• READING PASSAGE

Paul McNELIS (Research Fellow)
Fordham University
(Sep 2016 - Mar 2017; Jul 2015; Dec 2012; Mar - Apr 2009; Dec 2004; Aug 2004; Dec 2003; Jul - Aug 2003)
   
Research Topic:
  • 2016: China’s Monetary Transmission Mechanism: Time for the Taylor Rule?
  • 2015: Quantitative Easing and Tapering Near and Far: Quantifying the Effects on Emerging Markets
  • 2012: Finding Stability in a Time of Crisis: Lessons of East Asia for Eastern Europe following Sudden-Stops in External Credit
  • 2009: A Bayesian Macroeconomic Analysis of Hong Kong: Price Stickiness, Financial Frictions and Sources of Volatility
  • 2004: The Risks of Renminbi Revaluation and Hong Kong Financial Market Adjustment
  • 2003: Deflation Dynamics in Hong Kong
Working Papers:

Paul D. McNelis holds the Robert Bendheim Chair in Economic and Financial Policy in the Department of Finance, Graduate School of Business Administration, Fordham University. His office is located at 1790 Broadway, Room 1322. He arrived at Fordham in Fall, 2005.

McNelis was previously a Professor of Economics at Georgetown, joining the faculty in 1977 as an Assistant Professor. His Ph. D. is from Johns Hopkins University in Baltimore and his undergraduate degree is from Boston College. He was born in Hazleton, Pa., where his father was Executive Director of the United Mine Workers Health and Welfare Fund, and his mother worked for the Pennsylvania State Department of Employment Security. After completing his theological studies McNelis was ordained as a Catholic priest for the Maryland Province of the Society of Jesus on June 4, 1977 .

• THE TASK
Decide whether each statement agrees with the profile of Paul McNelis above, answering yes or no and quoting the deciding words of the profile: (a) McNelis first joined the Georgetown faculty as an Assistant Professor. (b) McNelis earned his undergraduate degree at Johns Hopkins University. (c) McNelis arrived at Fordham in Fall, 2005.

• DATASET ENTRIES
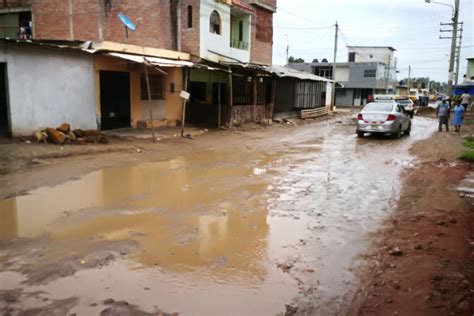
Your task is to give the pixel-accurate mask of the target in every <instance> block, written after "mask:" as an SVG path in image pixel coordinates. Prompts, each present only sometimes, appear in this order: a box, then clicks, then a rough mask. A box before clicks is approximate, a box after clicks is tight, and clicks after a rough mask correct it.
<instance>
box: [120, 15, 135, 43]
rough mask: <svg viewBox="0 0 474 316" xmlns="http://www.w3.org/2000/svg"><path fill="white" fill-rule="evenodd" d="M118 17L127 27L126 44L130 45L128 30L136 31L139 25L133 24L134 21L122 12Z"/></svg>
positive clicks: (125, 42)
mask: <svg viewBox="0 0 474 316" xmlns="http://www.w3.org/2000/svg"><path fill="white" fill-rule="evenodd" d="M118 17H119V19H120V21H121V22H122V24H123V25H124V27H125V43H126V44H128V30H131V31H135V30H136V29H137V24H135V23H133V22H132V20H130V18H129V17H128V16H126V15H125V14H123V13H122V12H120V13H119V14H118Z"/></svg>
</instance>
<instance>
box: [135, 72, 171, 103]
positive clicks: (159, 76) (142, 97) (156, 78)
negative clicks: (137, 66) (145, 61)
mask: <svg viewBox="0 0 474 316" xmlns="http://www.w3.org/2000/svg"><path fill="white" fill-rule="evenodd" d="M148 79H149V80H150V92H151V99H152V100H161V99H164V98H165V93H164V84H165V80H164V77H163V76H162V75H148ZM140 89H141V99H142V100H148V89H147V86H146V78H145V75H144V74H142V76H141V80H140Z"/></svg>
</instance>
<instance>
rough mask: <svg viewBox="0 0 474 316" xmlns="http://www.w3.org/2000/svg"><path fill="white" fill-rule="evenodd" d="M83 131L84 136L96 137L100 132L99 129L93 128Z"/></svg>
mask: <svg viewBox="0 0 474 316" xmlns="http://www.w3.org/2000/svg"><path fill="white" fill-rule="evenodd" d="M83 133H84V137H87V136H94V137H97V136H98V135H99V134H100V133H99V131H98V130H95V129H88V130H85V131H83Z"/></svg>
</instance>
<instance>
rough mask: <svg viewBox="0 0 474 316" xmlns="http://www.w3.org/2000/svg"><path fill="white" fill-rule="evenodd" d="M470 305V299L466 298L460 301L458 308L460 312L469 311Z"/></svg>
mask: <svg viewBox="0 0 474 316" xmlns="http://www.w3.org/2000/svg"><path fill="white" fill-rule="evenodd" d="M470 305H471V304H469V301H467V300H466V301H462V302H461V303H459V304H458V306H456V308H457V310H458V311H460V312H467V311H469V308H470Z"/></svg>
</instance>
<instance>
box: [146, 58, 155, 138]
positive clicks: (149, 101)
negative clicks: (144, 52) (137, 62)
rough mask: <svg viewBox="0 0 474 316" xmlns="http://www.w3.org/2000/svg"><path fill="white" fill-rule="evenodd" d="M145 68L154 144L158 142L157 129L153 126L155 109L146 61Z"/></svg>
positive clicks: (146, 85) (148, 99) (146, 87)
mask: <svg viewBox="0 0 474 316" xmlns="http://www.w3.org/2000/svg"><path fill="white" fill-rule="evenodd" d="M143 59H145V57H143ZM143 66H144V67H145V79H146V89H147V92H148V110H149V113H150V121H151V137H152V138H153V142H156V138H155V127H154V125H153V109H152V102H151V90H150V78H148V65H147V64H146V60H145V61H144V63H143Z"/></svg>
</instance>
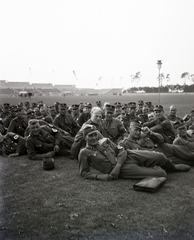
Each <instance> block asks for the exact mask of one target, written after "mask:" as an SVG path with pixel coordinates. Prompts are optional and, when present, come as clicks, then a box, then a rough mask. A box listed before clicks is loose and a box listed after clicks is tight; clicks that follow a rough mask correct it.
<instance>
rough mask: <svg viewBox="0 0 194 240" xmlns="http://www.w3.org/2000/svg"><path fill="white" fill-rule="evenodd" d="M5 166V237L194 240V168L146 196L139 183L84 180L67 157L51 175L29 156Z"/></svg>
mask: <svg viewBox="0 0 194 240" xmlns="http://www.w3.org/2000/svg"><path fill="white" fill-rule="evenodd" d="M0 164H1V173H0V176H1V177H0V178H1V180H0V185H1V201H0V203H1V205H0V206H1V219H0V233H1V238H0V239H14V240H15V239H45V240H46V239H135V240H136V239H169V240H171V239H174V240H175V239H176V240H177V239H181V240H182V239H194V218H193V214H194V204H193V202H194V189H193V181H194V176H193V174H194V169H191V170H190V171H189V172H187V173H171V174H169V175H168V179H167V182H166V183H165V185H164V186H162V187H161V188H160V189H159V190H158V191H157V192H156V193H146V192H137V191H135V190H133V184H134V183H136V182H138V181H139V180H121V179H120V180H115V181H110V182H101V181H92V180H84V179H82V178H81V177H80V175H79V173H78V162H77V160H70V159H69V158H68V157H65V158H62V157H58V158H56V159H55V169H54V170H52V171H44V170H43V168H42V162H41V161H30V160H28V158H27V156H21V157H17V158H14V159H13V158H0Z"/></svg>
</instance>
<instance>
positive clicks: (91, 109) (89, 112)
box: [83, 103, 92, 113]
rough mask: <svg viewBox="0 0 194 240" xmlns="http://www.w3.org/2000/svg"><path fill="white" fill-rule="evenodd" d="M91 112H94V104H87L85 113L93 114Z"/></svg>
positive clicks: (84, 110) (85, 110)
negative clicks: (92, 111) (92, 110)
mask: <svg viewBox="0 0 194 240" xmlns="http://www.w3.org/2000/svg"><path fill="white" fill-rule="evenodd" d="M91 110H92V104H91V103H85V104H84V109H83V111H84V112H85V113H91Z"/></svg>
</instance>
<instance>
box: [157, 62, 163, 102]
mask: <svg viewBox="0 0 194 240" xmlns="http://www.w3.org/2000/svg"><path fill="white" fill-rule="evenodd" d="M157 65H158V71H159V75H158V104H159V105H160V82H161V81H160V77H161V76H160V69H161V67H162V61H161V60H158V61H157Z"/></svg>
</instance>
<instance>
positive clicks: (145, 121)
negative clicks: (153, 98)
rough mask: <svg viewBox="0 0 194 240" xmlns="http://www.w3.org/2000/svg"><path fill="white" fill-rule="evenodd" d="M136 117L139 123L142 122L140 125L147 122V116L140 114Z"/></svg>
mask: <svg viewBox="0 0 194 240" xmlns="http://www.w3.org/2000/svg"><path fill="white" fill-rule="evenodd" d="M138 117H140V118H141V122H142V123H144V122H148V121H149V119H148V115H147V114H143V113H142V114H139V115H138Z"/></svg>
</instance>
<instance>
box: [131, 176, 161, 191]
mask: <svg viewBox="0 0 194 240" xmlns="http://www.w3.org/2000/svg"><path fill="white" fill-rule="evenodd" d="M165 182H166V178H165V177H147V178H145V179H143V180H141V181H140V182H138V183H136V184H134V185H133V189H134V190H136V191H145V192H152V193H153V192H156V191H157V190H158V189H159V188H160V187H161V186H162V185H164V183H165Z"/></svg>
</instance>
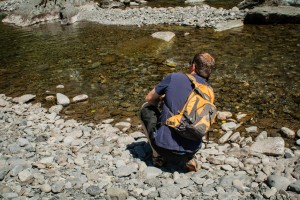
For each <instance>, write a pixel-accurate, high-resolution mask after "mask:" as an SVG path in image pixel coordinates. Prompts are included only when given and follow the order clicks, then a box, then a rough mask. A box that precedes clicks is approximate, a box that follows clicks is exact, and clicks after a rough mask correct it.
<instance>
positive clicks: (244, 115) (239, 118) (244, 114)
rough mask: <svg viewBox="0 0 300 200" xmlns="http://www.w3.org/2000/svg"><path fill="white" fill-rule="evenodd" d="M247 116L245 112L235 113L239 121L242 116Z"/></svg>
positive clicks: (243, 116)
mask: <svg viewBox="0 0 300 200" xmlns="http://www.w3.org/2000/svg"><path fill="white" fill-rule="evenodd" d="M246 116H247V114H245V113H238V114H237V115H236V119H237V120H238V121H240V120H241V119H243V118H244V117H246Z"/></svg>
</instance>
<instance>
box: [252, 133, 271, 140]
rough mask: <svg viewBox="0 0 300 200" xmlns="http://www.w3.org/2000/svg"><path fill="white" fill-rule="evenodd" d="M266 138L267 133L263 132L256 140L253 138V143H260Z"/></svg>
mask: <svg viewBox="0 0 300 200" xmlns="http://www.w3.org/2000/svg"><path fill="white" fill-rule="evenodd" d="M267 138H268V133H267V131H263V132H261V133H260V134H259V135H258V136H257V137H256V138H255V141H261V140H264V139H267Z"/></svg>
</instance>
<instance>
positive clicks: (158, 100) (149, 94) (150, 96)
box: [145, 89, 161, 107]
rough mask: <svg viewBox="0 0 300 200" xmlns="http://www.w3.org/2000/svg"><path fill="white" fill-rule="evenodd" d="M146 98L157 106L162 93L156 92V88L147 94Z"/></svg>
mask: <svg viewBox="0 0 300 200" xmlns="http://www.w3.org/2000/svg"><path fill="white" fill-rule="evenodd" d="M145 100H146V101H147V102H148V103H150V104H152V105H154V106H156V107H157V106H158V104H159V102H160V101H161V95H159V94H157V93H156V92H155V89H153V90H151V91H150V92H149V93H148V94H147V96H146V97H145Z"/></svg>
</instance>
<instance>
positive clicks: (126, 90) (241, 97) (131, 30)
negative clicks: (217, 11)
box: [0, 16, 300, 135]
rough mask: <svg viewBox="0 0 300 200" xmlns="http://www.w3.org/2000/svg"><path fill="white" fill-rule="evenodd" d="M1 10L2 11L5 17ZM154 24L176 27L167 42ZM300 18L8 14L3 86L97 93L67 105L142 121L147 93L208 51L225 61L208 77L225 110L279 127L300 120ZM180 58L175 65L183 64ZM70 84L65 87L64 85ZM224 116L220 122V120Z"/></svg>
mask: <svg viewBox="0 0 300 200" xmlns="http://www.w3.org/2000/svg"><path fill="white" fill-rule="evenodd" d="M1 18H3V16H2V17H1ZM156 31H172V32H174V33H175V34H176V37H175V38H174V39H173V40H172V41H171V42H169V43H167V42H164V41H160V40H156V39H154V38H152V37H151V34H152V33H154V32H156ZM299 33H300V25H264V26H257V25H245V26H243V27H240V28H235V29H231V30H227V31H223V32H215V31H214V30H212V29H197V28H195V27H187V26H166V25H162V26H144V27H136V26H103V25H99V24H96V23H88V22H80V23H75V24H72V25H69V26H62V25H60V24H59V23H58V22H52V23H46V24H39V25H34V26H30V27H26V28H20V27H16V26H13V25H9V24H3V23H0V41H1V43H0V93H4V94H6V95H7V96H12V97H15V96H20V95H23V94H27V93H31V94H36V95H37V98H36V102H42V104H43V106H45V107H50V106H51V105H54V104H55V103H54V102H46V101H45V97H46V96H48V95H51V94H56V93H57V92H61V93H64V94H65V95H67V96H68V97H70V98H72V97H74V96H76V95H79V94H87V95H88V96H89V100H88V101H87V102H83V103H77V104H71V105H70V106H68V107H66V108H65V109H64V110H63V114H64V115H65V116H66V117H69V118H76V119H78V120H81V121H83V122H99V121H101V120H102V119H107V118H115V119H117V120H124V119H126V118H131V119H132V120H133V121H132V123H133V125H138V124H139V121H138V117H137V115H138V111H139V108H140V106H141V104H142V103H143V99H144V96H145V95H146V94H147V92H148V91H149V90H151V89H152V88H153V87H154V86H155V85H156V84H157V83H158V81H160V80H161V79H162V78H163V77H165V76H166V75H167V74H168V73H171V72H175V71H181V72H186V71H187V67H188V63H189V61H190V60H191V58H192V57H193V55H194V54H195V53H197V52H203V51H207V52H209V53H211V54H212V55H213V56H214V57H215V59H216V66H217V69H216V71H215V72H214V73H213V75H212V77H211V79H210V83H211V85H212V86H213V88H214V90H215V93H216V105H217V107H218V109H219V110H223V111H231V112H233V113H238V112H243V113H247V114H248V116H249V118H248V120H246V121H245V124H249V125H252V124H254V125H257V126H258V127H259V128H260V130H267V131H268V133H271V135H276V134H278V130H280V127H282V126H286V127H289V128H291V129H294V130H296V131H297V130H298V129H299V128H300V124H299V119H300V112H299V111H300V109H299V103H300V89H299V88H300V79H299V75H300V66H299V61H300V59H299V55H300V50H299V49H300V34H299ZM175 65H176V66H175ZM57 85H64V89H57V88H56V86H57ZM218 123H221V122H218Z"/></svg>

• EXERCISE RESULT
(a) Yes: "joining the faculty in 1977 as an Assistant Professor."
(b) No: "his undergraduate degree is from Boston College."
(c) Yes: "He arrived at Fordham in Fall, 2005."